Data from a collection
►
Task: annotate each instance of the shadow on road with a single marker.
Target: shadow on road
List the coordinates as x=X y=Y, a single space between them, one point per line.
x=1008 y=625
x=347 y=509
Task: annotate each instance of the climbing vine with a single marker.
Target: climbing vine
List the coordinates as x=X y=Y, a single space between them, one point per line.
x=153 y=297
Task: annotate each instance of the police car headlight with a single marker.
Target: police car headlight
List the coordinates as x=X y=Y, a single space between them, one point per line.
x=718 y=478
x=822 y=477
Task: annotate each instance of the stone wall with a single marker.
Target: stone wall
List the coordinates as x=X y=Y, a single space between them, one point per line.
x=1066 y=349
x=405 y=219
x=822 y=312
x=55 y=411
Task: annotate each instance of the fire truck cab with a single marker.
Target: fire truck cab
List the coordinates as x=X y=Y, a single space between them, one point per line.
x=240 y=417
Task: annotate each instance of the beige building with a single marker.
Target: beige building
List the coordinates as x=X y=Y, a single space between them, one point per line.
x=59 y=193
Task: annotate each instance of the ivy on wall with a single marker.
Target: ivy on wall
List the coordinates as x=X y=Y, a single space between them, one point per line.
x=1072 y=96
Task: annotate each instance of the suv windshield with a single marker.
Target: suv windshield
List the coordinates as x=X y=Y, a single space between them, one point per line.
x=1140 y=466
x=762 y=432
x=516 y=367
◄
EXERCISE OBJECTIVE:
Reproduce word for word everything in the data from the line containing "Task: annotate each instance of the stone" down to the end of the data, including both of those lines.

THE OUTPUT:
Task: annotate each instance of the stone wall with a single marker.
Target: stone wall
List the coordinates as x=X y=Y, a single space between them, one point per line.
x=1066 y=349
x=405 y=219
x=822 y=312
x=55 y=411
Task: annotate each instance of the fire truck cab with a single marker.
Target: fire truck cab
List the coordinates as x=X y=Y, a single space between them, one point per line.
x=240 y=417
Task: annotate each instance of the beige building with a single marker.
Target: beige building
List the coordinates as x=X y=Y, a single space between them, one point per line.
x=59 y=193
Task: annotate each instance of the ivy on wall with a single marker.
Target: ivy on wall
List the coordinates as x=X y=Y, a single space between them, one point per line.
x=1072 y=96
Task: annotate each instance of the suv windshield with a single marker.
Target: suv windshield
List the coordinates as x=X y=Y, a single space between them, one point per line.
x=1140 y=466
x=762 y=432
x=516 y=367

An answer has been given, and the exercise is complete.